- _Problems to solve_
A. From the character guide below, extract the passage that begins at the words "The Human Mosquito" and ends after the words "your opponent's health.", copying it word for word.
B. Extend the character guide below by continuing it from its final sentence.

[START OF Passage]

Super Craig and Wonder Tweek
I put these two characters in the same explanation because at a certain point you can learn a special attack that either of these characters can use that is one of the best in the game. Craig and Tweek are very vanilla characters on their own, Tweek has the ability to cause freezing however that makes him stand out a little more. Their special attack (which you don't get until about the half-way point of the game) depicts them as a yaoi cartoon where they profess their love for each other. This attack causes your opponents to be affect by the confusion status effect, but more importantly it causes the shock status effect as well. Shock and confusion are a nasty combo for your opponents. Shock causes them to take damage after every turn, but also cause damage to any adjacent allies. Confusion can cause your opponents to attack each other, which tends to leave them standing next to each other after a turn. Used appropriately, it can wipe out a whole grid of enemies in a few turns.

Captain Diabetes
The main reason for having this character in your party is that a few of his attacks cause the slowness status effect, one of which can be used against an opponent who is on a square above or below that of Captain Diabetes. Most attacks in the game are only to squares on the left or right, so having an effective up or down attack that can also cause slowness is very good to have. Other than that, there's not much else to him.

The Human Mosquito
This is a very good character to have, because two of his three attacks involve life steal. He can heal and cause damage all in one attack, which for some battles is extremely important because sometimes your party is given a status affecting disadvantage prior to the start of the fight. His other attack causes the nausea status effect, which is also a useful way to chip away at your opponent's health.

[END OF Passage]
[START OF Data supplied]

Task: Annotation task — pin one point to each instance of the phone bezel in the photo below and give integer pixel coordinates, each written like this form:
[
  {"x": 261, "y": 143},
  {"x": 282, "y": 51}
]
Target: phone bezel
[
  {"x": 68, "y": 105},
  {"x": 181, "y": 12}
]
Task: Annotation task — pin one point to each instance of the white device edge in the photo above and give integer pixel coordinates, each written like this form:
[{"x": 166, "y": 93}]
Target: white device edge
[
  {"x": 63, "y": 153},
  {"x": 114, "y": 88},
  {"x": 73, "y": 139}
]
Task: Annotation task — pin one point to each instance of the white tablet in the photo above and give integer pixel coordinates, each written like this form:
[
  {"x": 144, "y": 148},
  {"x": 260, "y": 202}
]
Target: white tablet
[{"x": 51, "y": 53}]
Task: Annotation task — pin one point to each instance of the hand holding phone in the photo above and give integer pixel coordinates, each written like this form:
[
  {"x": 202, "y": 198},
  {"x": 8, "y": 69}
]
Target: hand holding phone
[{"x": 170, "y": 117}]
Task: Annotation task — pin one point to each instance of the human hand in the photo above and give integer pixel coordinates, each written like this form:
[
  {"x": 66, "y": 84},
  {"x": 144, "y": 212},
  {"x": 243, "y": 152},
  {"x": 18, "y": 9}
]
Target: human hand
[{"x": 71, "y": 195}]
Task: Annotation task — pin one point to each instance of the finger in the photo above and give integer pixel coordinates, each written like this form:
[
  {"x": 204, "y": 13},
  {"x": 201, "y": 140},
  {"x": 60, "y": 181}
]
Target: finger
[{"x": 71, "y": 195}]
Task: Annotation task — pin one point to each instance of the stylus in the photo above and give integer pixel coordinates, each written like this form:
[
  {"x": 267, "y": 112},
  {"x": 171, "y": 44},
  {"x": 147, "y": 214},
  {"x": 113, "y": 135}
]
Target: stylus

[END OF Data supplied]

- _Solved problems_
A.
The Human Mosquito
This is a very good character to have, because two of his three attacks involve life steal. He can heal and cause damage all in one attack, which for some battles is extremely important because sometimes your party is given a status affecting disadvantage prior to the start of the fight. His other attack causes the nausea status effect, which is also a useful way to chip away at your opponent's health.

B.
Human Kite
He's mainly a support character. He can heal and he can grant protection. His special attack (I believe) damages all opponents which can be useful. Other than all that, he's somewhat undermined by the fact that your items can often trump his abilities

Fastpass
He has an attack that has great range and allows him to become invisible, which means that until he finishes his next turn he won't be able to be targeted by any attacks. If an opponent uses an area of effect attack and Fastpass is in that area while invisible, he still takes damage. Many opponents have directed attacks that cause status effecting disadvantages, so this will allow you to use Fastpass to use an item or block a square. His special attack can be very useful in that it attacks all opponents who are on all squares to the left or right of Fastpass, it causes a lot of damage if you can lure your opponents into a line.

Professor Chaos
This character takes some getting used to. His health is very low, but used properly he can own a battle grid on his own. One ability of his is to summon a Mexican migrant to join your group for a few turns, this extra character can tank a lot of damage and while his attack is low he is able to accumulate power toward a special attack just like any other character. Professor Chaos also has an attack that causes shock and confusion to one opponent, which can be very useful when used against a strong opponent who's vulnerable to confusion.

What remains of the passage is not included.